▶ [WHAT TO PRODUCE]:
Show every line of the data below that includes the word "correct".

[Stored data entries]

■ ■ ■ ■ ■ ■ ■

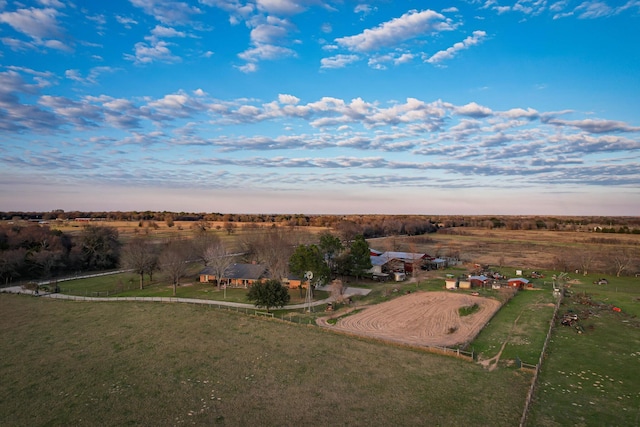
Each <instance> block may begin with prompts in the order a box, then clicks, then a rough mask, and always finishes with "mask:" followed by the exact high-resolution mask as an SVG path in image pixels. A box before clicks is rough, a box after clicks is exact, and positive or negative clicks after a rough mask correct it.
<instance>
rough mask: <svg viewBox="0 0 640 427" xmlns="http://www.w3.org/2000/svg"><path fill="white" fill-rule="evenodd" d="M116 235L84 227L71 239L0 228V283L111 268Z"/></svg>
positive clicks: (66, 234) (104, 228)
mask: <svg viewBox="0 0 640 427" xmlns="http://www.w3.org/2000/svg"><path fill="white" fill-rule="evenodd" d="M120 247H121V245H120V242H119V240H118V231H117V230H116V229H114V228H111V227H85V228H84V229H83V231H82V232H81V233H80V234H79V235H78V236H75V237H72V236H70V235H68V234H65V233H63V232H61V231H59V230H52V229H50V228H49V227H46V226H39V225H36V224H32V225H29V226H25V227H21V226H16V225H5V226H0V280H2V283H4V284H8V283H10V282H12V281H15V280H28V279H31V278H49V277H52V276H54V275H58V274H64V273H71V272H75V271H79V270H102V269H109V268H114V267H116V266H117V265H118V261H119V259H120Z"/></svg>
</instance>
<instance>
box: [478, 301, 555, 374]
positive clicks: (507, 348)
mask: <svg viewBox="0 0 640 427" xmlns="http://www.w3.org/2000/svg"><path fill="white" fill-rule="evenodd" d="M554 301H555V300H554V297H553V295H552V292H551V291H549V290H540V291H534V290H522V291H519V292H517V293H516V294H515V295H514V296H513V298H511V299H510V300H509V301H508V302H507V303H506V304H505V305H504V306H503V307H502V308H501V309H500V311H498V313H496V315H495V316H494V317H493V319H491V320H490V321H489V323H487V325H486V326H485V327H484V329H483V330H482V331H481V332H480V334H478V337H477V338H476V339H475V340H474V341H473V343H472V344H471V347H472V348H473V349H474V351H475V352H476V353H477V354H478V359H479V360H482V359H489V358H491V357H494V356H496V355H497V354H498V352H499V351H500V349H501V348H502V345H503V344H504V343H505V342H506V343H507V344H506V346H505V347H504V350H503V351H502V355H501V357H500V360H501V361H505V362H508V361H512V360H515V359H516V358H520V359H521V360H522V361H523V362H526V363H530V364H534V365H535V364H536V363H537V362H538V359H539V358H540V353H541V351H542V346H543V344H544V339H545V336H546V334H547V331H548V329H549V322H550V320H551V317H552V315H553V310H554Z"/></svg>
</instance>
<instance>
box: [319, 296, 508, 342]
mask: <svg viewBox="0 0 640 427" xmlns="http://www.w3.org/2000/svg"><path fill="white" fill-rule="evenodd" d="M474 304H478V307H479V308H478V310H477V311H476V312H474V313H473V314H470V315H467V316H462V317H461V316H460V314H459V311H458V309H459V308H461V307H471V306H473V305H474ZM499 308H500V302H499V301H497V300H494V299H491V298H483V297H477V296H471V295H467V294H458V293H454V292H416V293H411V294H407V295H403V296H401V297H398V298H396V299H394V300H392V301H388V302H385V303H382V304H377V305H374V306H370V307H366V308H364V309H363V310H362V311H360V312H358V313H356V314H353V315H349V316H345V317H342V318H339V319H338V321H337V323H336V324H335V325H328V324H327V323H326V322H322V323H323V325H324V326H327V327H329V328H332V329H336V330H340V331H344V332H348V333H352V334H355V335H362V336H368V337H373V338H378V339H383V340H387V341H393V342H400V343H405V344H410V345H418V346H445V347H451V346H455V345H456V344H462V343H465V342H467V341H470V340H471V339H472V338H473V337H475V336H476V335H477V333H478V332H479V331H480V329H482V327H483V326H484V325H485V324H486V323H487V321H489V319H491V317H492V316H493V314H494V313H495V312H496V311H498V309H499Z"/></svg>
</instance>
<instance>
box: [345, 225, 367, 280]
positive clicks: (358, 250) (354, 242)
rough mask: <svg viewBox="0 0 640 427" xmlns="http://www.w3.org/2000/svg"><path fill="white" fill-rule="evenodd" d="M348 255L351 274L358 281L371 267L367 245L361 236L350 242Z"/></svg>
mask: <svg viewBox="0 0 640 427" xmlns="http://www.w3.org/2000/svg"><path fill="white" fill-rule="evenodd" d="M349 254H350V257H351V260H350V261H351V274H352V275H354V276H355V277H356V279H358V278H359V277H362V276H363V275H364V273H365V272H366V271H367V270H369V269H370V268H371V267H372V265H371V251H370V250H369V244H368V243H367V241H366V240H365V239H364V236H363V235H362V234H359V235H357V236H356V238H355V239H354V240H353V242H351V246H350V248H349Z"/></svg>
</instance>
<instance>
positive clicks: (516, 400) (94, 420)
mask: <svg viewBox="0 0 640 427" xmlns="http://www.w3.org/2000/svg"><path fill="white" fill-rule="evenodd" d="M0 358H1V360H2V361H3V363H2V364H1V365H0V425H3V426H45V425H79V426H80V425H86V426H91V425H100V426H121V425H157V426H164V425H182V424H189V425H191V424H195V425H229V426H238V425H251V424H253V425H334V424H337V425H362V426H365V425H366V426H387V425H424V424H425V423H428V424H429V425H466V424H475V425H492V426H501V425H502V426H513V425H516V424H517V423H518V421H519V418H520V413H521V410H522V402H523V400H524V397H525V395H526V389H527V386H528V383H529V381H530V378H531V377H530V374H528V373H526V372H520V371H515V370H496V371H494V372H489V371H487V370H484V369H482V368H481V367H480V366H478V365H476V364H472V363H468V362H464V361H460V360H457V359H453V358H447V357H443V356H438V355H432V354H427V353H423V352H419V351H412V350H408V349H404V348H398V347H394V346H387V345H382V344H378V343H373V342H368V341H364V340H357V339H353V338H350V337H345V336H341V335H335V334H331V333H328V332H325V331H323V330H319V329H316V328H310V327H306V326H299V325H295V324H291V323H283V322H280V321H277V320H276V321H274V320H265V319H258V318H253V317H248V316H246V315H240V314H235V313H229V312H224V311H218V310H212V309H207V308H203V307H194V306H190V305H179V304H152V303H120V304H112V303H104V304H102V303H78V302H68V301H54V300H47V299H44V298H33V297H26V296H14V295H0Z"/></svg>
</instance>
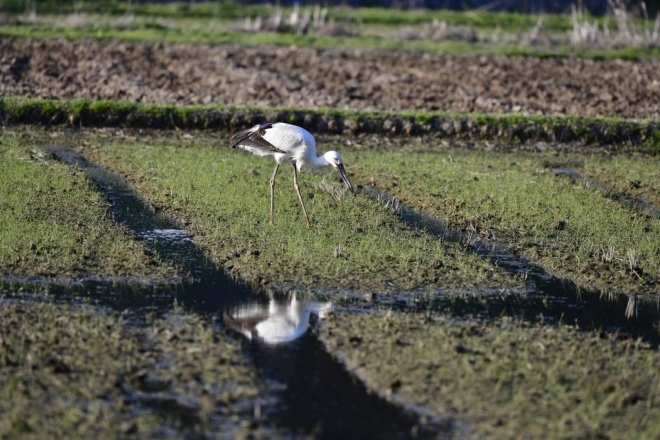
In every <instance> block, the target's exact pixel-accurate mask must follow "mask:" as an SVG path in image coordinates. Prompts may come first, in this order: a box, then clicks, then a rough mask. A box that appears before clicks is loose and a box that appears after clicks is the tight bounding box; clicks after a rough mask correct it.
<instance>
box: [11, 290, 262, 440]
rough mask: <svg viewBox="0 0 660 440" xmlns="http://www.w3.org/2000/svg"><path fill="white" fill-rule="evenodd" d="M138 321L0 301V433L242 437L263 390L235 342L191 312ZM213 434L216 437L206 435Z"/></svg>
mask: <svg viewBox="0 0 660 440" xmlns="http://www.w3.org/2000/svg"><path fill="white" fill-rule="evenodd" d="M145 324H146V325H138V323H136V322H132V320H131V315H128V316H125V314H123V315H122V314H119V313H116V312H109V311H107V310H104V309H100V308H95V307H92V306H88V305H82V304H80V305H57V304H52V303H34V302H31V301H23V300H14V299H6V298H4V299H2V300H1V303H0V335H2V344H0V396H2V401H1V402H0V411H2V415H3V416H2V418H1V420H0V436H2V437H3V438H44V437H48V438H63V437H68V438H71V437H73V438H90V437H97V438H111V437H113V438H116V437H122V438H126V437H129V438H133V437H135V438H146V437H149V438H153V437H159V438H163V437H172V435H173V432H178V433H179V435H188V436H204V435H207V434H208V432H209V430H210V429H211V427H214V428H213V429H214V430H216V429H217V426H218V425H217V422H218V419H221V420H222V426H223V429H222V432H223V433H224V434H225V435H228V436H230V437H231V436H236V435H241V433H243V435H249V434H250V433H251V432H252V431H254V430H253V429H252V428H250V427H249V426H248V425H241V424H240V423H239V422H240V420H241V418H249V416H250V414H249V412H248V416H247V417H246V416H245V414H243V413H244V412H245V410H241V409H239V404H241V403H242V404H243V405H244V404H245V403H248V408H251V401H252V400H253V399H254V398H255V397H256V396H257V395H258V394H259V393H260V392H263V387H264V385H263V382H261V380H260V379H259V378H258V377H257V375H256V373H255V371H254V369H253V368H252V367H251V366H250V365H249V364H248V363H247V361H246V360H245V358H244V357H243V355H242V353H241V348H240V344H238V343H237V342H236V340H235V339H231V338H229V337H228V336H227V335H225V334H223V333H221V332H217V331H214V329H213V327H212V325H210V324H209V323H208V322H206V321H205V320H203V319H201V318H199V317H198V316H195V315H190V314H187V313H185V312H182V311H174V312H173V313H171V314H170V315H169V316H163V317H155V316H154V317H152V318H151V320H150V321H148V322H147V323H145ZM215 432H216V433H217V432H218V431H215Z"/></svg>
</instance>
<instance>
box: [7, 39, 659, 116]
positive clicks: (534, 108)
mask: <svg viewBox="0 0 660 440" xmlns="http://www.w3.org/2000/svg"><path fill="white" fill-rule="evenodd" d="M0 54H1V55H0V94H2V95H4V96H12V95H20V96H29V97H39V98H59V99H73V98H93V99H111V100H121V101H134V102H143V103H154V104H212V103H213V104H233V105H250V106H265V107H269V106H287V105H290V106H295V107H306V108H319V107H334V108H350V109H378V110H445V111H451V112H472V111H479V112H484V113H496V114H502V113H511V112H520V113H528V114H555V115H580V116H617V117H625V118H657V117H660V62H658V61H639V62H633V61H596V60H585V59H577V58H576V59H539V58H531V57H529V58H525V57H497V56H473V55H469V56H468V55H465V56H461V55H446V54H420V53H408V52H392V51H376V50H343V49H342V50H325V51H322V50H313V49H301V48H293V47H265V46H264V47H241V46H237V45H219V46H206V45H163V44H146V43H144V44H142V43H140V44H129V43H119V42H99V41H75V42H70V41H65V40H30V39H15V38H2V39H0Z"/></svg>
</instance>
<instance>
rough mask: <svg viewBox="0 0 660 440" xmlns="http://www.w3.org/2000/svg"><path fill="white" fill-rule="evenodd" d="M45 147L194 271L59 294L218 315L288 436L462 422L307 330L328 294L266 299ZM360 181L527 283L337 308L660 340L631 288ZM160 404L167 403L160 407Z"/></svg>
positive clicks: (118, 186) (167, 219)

■ ■ ■ ■ ■ ■ ■

▶ [EXERCISE ANSWER]:
Each <instance> block may begin with prompts in the order a box, then clicks, then a rough mask, and always finishes with "mask:" followed by the exact high-resolution mask as an SVG path in image pixels. A box before clicks is rough, a box after clicks is exact, and positive or negative clicks after a rough mask correct it.
In every <instance> block, the target's exact pixel-accurate mask must follow "mask:" as an SVG path in image coordinates. Prompts may come first, in this order: a box, then clicks, then a rough mask. A box that appears before clicks is loose and a box that appears after clicks is the tight bounding box; clicks after a rough mask correct it.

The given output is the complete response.